# What is expected
The lines to copy are those in the listing that hold the word "below".

=== Begin Enclosure ===

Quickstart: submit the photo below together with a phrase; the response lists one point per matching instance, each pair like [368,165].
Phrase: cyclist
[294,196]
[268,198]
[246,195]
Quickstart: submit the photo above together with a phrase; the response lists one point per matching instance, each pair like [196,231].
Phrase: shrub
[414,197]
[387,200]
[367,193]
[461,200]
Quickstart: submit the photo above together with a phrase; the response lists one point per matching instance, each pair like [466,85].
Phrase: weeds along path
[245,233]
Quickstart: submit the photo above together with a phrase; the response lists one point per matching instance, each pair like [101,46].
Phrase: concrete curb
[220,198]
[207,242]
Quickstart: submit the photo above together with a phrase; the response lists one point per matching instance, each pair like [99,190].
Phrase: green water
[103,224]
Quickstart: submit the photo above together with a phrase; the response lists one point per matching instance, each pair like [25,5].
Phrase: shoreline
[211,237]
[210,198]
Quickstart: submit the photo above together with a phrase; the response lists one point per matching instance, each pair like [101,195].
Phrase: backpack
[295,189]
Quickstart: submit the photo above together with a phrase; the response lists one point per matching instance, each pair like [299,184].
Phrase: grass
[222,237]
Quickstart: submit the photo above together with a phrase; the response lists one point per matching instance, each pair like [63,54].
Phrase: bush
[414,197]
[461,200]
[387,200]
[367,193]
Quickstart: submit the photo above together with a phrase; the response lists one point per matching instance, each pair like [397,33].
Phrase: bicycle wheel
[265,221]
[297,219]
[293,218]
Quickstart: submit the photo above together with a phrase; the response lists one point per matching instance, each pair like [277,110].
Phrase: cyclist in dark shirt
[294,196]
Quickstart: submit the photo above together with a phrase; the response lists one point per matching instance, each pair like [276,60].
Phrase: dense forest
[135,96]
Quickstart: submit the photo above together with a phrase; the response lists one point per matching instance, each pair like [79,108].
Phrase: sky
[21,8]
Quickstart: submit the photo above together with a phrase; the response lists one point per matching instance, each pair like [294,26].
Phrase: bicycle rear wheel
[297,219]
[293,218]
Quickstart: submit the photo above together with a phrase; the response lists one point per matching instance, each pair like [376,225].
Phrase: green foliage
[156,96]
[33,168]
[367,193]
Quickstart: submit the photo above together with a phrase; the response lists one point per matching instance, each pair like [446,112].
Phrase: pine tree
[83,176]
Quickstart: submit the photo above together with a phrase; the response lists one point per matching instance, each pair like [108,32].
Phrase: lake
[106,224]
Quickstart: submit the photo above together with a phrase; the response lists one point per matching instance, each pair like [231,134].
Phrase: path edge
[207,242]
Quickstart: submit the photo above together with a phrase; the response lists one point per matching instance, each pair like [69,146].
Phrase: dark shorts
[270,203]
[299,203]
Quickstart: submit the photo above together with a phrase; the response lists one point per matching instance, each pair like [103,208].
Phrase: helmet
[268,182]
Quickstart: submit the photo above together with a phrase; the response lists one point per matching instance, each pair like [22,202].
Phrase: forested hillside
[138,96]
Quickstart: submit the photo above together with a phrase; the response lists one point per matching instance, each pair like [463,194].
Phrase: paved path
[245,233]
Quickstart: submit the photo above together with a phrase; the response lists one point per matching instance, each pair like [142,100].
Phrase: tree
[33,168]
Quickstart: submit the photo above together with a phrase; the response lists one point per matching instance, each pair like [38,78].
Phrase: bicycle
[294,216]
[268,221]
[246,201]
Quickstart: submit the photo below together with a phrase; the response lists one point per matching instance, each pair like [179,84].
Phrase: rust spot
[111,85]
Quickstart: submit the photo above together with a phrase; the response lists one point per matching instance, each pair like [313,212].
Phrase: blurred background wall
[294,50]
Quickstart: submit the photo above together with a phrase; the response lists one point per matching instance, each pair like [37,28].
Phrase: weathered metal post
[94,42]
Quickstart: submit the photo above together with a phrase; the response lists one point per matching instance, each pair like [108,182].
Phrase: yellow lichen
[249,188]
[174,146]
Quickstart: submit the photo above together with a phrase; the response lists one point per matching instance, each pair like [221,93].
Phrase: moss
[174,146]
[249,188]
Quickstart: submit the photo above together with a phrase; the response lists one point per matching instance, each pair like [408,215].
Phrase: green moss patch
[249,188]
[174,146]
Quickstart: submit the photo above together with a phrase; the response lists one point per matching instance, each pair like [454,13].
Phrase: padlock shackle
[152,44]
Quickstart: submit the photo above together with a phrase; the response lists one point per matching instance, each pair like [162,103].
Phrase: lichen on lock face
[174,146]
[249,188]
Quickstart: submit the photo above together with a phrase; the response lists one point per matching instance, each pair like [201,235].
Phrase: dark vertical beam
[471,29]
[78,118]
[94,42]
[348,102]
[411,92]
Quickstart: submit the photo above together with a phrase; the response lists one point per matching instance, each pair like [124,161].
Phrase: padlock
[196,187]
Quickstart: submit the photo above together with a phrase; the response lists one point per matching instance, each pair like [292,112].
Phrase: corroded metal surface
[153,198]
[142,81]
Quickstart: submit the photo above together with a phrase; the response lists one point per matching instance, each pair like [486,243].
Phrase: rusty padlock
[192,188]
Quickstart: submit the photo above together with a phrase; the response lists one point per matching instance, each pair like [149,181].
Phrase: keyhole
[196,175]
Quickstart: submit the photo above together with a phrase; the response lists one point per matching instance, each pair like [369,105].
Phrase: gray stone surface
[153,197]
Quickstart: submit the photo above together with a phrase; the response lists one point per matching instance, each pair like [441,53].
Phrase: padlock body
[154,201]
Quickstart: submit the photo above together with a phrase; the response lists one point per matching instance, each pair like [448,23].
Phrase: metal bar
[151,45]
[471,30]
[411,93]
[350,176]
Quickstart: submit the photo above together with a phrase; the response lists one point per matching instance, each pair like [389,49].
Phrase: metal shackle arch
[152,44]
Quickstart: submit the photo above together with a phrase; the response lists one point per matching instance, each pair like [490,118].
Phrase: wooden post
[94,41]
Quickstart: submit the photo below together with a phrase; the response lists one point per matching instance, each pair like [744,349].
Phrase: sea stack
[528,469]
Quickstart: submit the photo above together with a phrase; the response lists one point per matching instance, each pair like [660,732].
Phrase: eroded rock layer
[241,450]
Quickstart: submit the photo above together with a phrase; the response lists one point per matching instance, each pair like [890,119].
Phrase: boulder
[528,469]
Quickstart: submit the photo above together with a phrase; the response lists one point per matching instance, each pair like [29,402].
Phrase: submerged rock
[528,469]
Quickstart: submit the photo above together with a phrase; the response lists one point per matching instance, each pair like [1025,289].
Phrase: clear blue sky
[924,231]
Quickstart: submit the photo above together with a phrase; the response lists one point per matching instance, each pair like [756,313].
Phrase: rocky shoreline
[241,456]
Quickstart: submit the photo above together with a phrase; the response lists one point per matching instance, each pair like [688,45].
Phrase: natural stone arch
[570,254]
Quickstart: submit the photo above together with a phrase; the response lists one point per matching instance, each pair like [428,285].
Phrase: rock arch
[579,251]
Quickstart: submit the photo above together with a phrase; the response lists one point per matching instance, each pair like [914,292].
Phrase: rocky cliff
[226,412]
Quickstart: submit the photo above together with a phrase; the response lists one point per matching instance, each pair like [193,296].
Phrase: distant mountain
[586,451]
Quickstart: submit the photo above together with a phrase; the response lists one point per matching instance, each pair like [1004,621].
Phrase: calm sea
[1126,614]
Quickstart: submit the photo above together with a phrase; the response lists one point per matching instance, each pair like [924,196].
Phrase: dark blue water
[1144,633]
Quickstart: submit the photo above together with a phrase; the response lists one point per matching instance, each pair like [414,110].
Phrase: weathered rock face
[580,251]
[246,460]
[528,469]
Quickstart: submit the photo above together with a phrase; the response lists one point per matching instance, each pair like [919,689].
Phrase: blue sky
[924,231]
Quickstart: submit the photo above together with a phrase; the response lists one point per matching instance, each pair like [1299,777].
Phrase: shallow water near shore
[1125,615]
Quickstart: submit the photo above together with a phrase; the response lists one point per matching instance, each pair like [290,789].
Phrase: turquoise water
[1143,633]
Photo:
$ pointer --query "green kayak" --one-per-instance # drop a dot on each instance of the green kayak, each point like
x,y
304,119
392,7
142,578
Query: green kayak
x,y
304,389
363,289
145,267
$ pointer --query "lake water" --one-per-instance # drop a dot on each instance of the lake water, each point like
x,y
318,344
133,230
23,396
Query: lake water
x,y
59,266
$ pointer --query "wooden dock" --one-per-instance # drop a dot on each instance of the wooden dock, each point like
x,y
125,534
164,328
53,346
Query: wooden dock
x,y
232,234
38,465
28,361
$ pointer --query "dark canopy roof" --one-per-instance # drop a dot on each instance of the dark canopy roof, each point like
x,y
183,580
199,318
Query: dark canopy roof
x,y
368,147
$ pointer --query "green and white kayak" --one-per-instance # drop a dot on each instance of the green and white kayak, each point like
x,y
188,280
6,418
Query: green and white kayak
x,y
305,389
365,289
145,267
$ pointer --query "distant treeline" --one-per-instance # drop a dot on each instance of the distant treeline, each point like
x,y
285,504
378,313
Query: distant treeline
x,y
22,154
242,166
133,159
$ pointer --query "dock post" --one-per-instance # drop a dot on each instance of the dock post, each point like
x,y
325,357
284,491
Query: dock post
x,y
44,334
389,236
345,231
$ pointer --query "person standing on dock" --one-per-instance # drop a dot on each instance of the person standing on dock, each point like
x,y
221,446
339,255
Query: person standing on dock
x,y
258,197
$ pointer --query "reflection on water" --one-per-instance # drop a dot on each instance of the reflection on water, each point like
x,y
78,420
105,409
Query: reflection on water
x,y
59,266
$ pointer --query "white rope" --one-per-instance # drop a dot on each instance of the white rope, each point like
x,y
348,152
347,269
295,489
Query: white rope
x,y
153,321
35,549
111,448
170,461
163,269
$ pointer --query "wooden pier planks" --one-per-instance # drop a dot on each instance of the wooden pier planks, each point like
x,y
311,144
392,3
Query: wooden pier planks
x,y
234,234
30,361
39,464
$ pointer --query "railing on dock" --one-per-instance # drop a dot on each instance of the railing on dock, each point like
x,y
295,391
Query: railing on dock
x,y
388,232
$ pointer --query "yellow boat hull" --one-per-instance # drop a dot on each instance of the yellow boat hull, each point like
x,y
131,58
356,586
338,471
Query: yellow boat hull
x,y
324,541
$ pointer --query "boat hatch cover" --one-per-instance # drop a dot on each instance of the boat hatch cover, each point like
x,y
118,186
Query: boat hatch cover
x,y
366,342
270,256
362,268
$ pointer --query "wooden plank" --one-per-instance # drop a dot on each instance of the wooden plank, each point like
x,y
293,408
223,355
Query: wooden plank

=== End Enclosure ===

# Output for this exercise
Quickstart: submit the photo below together with a phrase; the response lists one point per matching instance, each pair like [368,165].
Quickstart: submit the photo below together with a phrase; the response lists one point per matching instance, each pair like [179,84].
Quickstart: submit the photo below together with a phrase; the response lists one point per matching instance, each pair like [744,349].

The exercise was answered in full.